» EXERCISE AIM
The required result is an exact copy of every line from the one with "In this exercise you will indicate the wooden" through the last line below, with the pictures left out.
»»
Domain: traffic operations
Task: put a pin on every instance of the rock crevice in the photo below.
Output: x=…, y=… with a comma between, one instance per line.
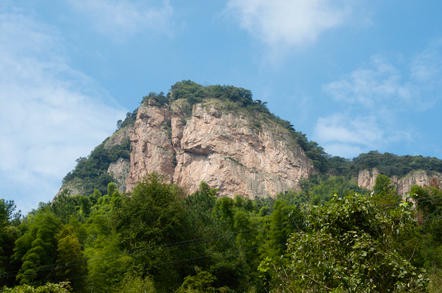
x=226, y=150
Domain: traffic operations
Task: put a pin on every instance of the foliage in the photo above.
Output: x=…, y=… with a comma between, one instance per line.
x=324, y=238
x=349, y=245
x=390, y=164
x=62, y=287
x=93, y=170
x=9, y=220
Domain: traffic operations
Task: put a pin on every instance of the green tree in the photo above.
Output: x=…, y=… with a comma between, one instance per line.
x=35, y=248
x=155, y=231
x=9, y=232
x=350, y=245
x=70, y=263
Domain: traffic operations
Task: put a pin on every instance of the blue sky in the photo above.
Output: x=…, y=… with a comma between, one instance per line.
x=353, y=75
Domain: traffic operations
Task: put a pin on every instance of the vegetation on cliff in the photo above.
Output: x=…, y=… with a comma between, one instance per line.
x=92, y=171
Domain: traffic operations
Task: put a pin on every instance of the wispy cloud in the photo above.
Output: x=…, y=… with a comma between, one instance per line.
x=124, y=18
x=285, y=24
x=373, y=99
x=50, y=114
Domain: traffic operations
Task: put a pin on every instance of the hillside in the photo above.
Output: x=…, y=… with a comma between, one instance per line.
x=274, y=213
x=195, y=133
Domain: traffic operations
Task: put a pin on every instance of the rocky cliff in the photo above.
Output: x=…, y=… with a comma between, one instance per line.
x=367, y=179
x=235, y=150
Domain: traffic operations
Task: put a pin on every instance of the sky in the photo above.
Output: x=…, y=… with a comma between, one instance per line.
x=353, y=76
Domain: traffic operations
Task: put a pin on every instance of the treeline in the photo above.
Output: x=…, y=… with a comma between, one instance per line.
x=328, y=237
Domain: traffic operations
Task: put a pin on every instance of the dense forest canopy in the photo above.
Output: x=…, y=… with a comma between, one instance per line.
x=327, y=237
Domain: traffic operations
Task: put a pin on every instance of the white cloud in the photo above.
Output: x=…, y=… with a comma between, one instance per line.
x=284, y=24
x=375, y=98
x=347, y=136
x=50, y=114
x=119, y=19
x=372, y=87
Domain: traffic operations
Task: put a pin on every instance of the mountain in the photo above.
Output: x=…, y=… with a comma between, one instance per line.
x=220, y=135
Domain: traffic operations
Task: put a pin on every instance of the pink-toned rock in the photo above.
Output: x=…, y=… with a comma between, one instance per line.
x=367, y=180
x=229, y=150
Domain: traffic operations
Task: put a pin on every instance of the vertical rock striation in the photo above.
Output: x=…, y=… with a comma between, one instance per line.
x=229, y=149
x=367, y=180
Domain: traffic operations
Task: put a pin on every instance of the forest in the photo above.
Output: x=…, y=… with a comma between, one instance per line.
x=329, y=237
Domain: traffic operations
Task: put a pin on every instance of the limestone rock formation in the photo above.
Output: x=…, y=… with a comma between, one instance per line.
x=234, y=151
x=367, y=179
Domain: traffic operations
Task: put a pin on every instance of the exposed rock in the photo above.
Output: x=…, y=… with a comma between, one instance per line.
x=230, y=150
x=151, y=145
x=367, y=180
x=119, y=170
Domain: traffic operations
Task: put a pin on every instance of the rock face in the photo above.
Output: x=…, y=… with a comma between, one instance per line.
x=367, y=179
x=229, y=150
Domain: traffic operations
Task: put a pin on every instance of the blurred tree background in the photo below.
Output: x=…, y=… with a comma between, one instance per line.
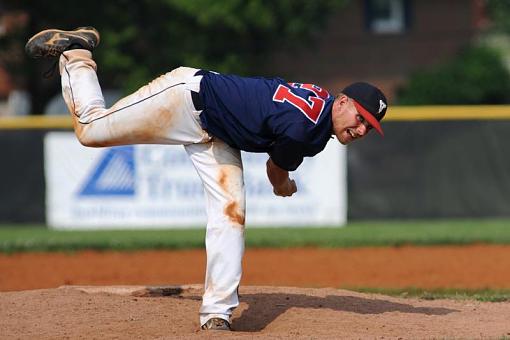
x=145, y=38
x=479, y=74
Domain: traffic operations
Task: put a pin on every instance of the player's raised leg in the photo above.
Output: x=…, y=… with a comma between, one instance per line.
x=220, y=169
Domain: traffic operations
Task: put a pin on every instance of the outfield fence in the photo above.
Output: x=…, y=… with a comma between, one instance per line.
x=434, y=162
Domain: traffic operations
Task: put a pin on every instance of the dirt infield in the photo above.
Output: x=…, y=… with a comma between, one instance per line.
x=268, y=308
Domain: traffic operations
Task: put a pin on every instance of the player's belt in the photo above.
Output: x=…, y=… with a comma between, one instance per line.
x=195, y=96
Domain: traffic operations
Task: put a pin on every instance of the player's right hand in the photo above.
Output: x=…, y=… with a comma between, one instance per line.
x=288, y=188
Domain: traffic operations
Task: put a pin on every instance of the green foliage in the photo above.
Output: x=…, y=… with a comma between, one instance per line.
x=499, y=12
x=484, y=295
x=393, y=233
x=476, y=76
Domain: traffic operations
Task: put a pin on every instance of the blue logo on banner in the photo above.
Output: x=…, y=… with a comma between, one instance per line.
x=114, y=175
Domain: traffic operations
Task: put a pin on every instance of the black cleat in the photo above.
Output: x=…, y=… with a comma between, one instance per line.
x=216, y=324
x=52, y=42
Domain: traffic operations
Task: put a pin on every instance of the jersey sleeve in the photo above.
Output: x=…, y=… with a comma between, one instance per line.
x=287, y=153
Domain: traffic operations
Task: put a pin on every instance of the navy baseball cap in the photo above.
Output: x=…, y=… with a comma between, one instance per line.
x=369, y=101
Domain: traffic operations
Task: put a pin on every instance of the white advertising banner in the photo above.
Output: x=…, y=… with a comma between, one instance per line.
x=156, y=186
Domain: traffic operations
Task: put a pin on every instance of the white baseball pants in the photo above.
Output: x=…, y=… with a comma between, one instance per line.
x=162, y=112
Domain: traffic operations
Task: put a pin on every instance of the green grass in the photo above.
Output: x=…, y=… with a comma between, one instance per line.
x=394, y=233
x=485, y=295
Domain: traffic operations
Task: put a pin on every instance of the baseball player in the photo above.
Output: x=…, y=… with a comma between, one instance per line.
x=214, y=116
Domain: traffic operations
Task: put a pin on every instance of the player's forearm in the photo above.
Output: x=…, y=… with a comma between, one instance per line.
x=279, y=178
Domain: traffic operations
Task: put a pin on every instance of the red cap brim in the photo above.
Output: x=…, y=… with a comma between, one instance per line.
x=368, y=117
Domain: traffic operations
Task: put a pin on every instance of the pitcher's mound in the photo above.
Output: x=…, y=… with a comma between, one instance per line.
x=131, y=312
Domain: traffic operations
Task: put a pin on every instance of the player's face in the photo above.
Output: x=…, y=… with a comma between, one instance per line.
x=348, y=124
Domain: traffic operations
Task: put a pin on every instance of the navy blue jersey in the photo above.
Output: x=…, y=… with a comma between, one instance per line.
x=288, y=121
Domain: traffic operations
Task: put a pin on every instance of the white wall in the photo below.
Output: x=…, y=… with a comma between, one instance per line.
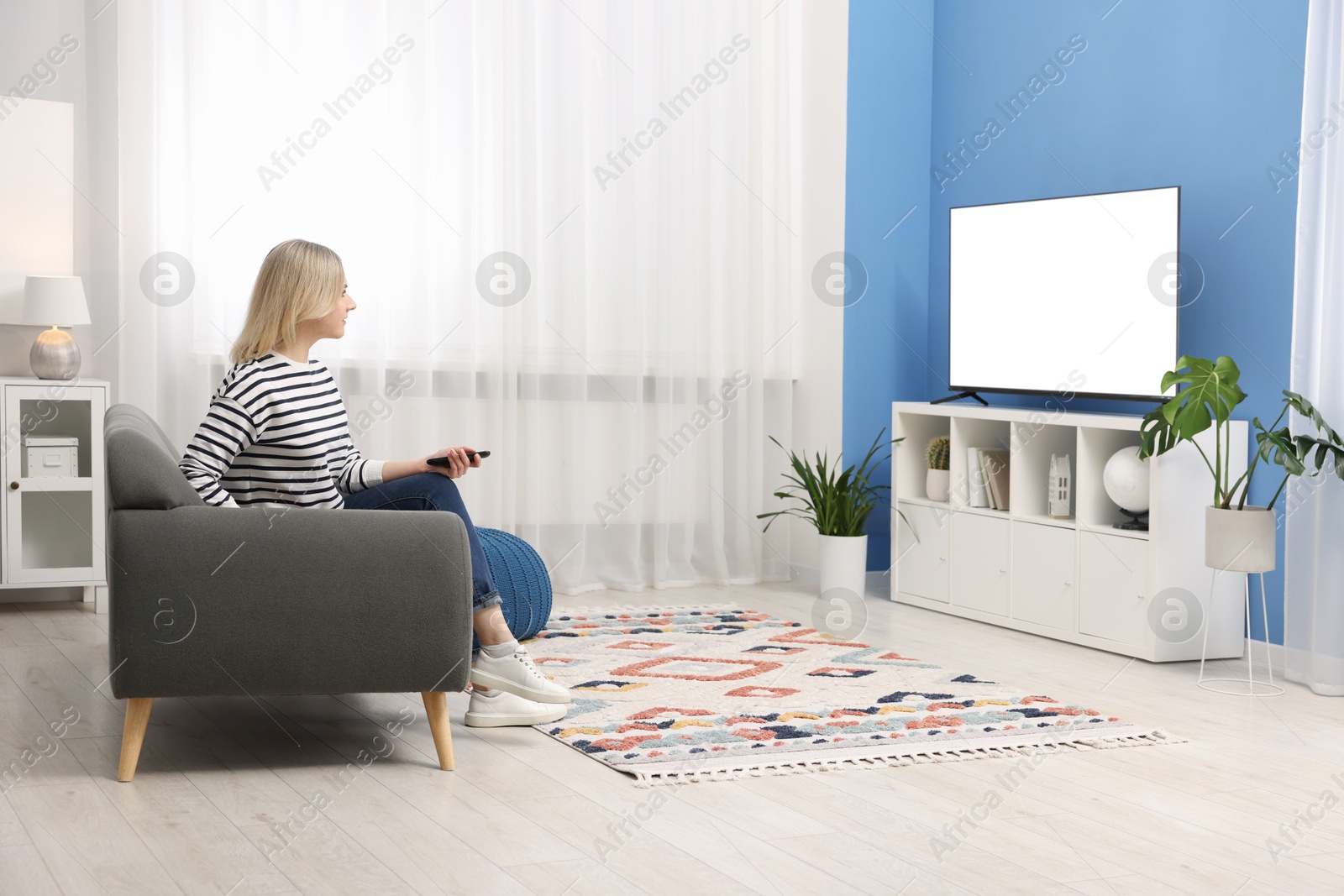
x=819, y=338
x=85, y=76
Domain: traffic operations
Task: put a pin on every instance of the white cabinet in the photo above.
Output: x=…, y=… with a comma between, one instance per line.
x=1113, y=602
x=1043, y=575
x=1077, y=579
x=922, y=553
x=984, y=584
x=53, y=520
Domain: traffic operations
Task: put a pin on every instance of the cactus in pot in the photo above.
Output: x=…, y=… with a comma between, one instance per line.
x=937, y=456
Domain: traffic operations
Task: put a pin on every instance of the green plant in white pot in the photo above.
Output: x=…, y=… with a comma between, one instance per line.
x=837, y=503
x=937, y=456
x=1236, y=537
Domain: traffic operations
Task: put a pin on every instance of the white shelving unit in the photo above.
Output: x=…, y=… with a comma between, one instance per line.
x=53, y=526
x=1079, y=579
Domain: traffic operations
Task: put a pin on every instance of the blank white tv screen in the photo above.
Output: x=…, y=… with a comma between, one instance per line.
x=1074, y=295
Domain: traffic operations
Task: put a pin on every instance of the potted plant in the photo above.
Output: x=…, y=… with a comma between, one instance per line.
x=1236, y=537
x=937, y=456
x=837, y=504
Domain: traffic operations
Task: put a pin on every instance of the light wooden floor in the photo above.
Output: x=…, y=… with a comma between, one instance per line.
x=222, y=802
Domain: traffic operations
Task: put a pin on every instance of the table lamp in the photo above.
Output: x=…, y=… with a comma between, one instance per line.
x=58, y=301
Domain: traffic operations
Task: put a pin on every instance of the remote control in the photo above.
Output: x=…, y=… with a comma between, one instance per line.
x=443, y=461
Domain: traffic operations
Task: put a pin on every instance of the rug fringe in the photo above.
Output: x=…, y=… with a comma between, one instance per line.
x=636, y=609
x=954, y=754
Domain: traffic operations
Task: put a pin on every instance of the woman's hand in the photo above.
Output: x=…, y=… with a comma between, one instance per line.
x=459, y=461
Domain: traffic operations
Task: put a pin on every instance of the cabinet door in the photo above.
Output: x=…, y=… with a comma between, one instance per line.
x=922, y=553
x=980, y=563
x=54, y=524
x=1043, y=578
x=1113, y=598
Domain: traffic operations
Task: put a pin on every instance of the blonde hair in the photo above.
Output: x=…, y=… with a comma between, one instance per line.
x=297, y=281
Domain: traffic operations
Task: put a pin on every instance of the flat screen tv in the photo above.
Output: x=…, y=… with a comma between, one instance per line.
x=1073, y=295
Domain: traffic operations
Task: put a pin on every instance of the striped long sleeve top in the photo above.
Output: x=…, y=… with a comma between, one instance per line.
x=277, y=434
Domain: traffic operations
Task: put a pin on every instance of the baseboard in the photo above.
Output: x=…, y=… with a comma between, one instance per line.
x=878, y=584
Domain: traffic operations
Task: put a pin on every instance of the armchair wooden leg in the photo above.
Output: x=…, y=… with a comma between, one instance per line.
x=134, y=735
x=436, y=708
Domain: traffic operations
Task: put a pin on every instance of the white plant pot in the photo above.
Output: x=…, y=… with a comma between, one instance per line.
x=936, y=484
x=843, y=562
x=1240, y=540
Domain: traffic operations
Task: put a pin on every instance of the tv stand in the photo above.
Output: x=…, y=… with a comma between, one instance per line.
x=1139, y=593
x=958, y=396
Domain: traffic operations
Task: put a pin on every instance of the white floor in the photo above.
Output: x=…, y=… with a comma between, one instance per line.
x=223, y=799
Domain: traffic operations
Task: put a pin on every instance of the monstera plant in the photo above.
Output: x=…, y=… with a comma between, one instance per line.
x=1207, y=396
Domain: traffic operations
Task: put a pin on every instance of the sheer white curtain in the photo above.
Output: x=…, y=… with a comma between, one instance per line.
x=1314, y=593
x=635, y=157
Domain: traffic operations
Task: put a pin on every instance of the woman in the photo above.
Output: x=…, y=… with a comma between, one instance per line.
x=277, y=436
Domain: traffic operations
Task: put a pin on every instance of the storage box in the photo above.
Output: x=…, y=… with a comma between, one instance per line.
x=51, y=456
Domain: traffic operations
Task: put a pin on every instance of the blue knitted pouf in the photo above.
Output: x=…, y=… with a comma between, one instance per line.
x=522, y=579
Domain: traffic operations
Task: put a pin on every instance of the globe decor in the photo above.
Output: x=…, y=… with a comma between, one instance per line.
x=1126, y=479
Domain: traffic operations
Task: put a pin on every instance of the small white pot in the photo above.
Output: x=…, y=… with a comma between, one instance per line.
x=936, y=484
x=1240, y=540
x=843, y=562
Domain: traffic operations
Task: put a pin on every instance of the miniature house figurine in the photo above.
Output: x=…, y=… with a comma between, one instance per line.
x=1059, y=486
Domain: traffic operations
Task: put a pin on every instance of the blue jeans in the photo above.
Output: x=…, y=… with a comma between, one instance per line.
x=433, y=492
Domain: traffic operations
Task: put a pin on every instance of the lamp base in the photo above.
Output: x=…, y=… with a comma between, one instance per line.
x=54, y=355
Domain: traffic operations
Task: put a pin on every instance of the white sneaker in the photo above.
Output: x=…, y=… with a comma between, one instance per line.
x=503, y=708
x=519, y=676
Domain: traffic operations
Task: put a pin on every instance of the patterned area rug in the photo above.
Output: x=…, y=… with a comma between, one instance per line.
x=696, y=694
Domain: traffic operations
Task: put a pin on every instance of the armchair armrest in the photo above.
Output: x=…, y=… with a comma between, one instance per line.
x=222, y=600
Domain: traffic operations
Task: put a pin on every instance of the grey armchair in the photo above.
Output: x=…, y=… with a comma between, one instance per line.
x=228, y=602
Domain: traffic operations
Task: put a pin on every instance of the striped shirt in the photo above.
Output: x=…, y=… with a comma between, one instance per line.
x=276, y=436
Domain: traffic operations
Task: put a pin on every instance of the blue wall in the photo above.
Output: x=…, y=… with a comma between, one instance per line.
x=1202, y=93
x=886, y=175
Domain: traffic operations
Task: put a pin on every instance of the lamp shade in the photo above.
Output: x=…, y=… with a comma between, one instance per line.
x=54, y=301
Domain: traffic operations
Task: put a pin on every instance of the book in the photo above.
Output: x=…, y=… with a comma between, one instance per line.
x=996, y=468
x=978, y=479
x=984, y=474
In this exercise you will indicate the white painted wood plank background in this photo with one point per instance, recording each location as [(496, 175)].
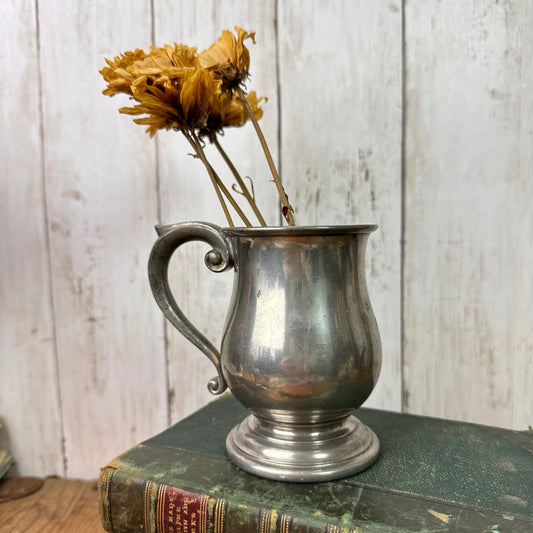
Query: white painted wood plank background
[(415, 115)]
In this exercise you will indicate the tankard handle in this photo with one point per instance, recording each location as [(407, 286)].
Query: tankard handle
[(219, 259)]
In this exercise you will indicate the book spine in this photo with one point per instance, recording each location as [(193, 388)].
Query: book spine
[(130, 505)]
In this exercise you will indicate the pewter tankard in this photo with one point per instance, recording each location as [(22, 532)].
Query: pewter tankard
[(300, 348)]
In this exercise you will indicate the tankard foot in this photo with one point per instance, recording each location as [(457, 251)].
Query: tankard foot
[(302, 452)]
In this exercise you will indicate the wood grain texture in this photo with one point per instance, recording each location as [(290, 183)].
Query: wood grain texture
[(462, 208), (341, 86), (523, 351), (61, 505), (29, 401), (101, 194), (186, 193), (87, 364)]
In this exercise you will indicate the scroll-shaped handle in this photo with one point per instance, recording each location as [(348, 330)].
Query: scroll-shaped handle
[(219, 259)]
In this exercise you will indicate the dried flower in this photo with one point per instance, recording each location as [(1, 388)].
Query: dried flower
[(178, 103), (116, 74), (198, 94), (229, 58)]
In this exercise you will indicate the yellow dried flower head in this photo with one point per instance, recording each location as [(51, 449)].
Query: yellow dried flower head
[(116, 74), (229, 58), (183, 105)]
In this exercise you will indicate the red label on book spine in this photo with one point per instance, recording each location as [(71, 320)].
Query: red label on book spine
[(181, 511)]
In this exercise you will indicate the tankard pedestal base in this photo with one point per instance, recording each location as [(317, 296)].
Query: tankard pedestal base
[(302, 452)]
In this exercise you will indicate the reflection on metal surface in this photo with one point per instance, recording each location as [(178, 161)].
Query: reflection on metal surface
[(300, 349)]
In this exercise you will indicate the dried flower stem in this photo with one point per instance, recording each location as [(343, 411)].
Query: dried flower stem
[(242, 185), (287, 207), (217, 183)]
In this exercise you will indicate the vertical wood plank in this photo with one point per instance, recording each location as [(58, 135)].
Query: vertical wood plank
[(523, 382), (102, 201), (462, 159), (341, 86), (29, 400), (186, 193)]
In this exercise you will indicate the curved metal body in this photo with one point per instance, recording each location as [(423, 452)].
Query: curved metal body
[(301, 348)]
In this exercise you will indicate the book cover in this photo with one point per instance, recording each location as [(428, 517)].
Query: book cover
[(432, 475)]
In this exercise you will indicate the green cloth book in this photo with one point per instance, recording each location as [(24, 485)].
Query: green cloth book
[(432, 475)]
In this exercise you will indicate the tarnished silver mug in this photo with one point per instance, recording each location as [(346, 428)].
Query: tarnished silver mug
[(300, 349)]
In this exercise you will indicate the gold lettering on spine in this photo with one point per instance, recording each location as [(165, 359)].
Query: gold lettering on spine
[(161, 507), (285, 523), (203, 513), (147, 506), (220, 515)]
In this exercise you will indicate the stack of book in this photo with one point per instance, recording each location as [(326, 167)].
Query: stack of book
[(432, 475)]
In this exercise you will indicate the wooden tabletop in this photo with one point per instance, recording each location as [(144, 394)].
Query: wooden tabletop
[(60, 505)]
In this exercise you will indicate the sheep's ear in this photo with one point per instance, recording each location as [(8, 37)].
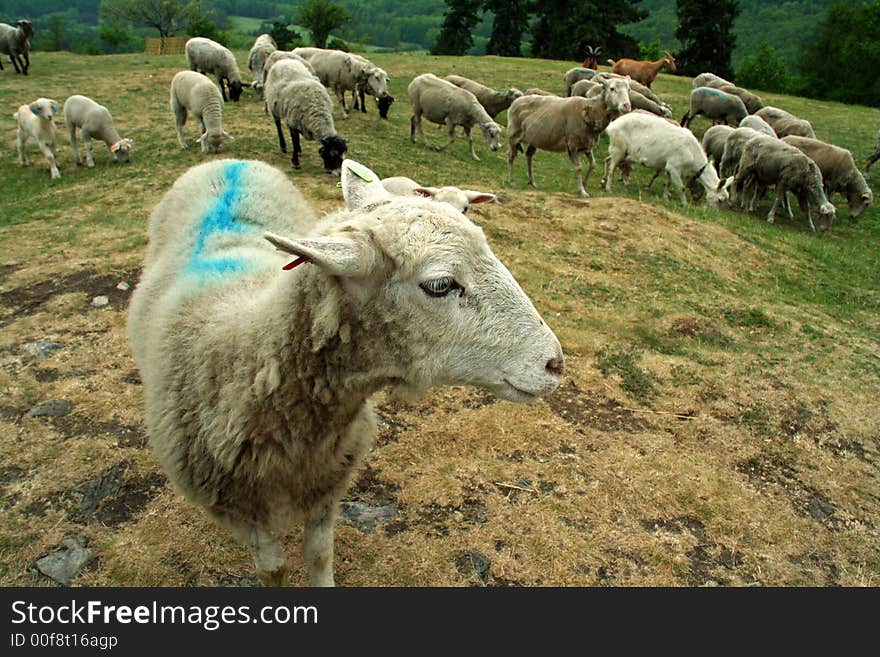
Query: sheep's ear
[(351, 257), (360, 185), (479, 197)]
««
» WRITTEN REPLY
In this exercise you will indicate the wooden tabletop in this photo with one point per instance, recording each location as [(144, 394)].
Query: wooden tabletop
[(60, 505)]
In this exercise you will indicate the sheep's ear in this photo with one point per instance, recording each location as [(8, 37)].
Query: sheep's ear
[(351, 257), (360, 185), (479, 197)]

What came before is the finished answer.